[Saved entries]
------------------------------------------------
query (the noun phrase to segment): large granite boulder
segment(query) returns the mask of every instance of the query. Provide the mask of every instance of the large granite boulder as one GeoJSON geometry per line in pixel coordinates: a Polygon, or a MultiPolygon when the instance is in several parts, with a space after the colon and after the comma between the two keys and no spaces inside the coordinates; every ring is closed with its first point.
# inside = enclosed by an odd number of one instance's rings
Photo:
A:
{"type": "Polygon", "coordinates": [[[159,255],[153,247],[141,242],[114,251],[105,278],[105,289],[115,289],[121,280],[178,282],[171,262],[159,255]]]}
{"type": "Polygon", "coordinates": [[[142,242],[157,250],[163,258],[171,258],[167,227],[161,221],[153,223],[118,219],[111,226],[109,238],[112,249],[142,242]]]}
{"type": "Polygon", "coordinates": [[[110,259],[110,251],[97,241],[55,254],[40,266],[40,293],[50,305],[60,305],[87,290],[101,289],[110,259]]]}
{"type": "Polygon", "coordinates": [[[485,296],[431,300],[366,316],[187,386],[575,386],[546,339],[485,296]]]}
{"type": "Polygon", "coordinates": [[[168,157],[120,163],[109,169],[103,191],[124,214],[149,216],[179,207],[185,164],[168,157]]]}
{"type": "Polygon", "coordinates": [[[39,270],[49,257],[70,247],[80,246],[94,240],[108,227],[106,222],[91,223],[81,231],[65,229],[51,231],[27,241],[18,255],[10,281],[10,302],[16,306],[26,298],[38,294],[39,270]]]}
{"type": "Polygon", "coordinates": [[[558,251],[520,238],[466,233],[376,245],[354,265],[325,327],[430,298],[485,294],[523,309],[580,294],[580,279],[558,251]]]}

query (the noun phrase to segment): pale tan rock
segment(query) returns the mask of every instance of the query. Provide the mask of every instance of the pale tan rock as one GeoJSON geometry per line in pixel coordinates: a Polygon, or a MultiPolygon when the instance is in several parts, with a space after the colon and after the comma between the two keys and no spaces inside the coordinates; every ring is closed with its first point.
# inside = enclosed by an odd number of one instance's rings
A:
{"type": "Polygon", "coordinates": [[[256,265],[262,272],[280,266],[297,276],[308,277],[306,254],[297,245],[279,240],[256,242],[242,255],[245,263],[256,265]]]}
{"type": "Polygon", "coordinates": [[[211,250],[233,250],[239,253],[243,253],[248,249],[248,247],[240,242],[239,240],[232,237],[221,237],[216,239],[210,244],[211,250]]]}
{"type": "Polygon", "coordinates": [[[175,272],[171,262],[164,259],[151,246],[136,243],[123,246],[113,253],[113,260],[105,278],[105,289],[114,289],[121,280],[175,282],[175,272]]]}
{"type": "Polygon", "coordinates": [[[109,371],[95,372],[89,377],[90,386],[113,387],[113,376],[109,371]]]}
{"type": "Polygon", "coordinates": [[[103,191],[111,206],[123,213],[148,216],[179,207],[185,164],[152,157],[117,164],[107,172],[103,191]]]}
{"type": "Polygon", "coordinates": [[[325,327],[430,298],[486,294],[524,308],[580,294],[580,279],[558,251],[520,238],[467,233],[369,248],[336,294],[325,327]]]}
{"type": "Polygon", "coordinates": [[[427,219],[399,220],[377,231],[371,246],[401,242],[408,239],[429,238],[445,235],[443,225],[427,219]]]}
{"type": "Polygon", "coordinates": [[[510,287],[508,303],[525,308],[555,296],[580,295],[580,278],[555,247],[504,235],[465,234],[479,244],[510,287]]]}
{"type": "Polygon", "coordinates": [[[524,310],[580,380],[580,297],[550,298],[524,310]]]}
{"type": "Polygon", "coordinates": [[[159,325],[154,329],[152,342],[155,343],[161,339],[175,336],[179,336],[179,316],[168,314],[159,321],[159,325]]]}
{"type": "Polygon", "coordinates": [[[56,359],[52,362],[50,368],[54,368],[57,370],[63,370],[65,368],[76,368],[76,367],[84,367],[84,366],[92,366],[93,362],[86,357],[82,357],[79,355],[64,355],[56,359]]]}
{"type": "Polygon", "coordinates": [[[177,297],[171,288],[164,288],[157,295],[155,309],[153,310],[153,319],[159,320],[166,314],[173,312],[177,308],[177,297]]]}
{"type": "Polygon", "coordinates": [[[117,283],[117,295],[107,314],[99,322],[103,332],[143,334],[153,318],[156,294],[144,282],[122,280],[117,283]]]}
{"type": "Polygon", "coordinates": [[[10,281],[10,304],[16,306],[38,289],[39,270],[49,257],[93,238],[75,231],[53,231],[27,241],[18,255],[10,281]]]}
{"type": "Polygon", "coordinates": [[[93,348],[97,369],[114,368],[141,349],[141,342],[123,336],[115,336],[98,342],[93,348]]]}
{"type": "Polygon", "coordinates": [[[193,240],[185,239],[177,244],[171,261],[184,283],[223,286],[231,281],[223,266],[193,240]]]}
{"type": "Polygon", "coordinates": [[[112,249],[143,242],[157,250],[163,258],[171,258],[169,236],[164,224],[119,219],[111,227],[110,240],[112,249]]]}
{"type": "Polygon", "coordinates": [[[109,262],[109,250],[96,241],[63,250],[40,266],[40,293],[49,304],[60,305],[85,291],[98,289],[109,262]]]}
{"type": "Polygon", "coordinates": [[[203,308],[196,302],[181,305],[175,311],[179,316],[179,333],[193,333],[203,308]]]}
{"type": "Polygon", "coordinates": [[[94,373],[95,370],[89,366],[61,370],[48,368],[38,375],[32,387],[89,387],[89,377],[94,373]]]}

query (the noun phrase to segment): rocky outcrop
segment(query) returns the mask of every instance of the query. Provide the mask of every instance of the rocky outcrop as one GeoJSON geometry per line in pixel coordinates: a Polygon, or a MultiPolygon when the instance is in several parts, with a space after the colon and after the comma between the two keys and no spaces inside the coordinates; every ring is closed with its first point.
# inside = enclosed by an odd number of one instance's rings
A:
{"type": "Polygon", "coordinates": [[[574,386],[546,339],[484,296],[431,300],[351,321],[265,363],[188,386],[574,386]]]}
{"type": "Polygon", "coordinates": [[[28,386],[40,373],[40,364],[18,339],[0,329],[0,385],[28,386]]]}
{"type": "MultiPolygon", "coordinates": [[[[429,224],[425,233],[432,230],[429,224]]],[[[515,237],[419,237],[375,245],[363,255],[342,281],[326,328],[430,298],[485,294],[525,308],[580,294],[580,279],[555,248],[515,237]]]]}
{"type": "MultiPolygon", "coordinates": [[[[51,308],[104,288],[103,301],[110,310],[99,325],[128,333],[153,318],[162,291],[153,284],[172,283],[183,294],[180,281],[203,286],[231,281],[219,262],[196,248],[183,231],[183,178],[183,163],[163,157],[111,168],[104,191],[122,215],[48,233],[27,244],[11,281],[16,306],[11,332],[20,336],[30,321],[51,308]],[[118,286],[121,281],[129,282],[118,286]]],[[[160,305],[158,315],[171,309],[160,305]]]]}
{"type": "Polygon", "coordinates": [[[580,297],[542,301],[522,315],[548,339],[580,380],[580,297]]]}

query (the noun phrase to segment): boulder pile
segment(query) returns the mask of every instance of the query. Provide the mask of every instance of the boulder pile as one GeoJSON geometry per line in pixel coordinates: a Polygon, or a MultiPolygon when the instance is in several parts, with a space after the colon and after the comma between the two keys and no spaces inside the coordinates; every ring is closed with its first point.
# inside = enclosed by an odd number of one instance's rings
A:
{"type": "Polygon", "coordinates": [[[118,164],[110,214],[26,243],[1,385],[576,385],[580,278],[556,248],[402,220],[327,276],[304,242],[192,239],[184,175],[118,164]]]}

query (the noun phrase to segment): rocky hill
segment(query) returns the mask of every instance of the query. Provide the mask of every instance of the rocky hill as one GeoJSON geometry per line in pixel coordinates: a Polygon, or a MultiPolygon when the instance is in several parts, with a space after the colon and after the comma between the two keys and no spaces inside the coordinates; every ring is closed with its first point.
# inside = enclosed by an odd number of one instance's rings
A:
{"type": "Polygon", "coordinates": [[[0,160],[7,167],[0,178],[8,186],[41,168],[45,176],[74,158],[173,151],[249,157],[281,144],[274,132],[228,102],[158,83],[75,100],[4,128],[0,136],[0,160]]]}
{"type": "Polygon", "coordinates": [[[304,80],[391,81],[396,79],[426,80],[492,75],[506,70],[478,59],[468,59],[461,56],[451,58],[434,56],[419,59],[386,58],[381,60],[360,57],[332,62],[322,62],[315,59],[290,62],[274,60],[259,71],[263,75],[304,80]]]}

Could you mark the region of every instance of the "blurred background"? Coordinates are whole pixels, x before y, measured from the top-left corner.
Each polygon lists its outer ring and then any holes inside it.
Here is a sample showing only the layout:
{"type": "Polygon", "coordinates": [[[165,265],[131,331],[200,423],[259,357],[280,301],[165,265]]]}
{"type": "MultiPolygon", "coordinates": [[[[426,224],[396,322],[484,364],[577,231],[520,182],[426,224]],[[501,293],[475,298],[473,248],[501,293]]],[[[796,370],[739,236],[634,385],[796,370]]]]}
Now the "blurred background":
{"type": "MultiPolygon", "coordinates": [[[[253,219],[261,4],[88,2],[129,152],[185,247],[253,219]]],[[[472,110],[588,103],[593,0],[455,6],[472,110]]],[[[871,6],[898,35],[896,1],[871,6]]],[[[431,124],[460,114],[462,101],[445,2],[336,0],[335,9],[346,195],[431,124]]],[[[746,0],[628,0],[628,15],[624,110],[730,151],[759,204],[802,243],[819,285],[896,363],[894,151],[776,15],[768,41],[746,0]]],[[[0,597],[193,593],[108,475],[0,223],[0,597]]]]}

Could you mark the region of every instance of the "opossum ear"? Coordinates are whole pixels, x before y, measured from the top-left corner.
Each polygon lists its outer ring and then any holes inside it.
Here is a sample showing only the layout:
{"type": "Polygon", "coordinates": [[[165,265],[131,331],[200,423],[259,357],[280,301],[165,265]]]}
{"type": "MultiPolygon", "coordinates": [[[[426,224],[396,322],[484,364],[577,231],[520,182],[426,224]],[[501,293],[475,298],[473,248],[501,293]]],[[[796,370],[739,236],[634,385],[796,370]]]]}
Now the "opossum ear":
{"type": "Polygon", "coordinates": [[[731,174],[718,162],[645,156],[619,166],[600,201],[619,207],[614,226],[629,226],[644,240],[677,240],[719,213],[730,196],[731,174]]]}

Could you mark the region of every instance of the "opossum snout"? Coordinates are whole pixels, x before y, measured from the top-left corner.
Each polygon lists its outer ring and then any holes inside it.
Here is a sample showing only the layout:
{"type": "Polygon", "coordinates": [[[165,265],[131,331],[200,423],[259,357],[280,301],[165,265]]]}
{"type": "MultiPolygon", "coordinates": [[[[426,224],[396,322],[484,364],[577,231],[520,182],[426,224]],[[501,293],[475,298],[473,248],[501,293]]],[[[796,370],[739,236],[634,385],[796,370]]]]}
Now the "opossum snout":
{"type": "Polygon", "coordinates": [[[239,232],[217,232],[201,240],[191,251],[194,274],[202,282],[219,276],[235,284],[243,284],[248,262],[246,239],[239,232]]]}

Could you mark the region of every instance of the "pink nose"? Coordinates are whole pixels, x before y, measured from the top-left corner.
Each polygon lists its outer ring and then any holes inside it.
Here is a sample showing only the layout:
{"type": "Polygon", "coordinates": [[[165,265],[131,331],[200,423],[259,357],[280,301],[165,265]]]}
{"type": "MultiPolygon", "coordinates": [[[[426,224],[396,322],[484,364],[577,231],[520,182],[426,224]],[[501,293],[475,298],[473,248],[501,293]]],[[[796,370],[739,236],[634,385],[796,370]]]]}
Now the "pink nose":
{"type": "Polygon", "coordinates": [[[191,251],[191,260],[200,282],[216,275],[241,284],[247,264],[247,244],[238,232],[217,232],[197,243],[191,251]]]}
------------------------------------------------
If a line of the data above holds the string "before", count it, then give only the final number.

Exercise output »
4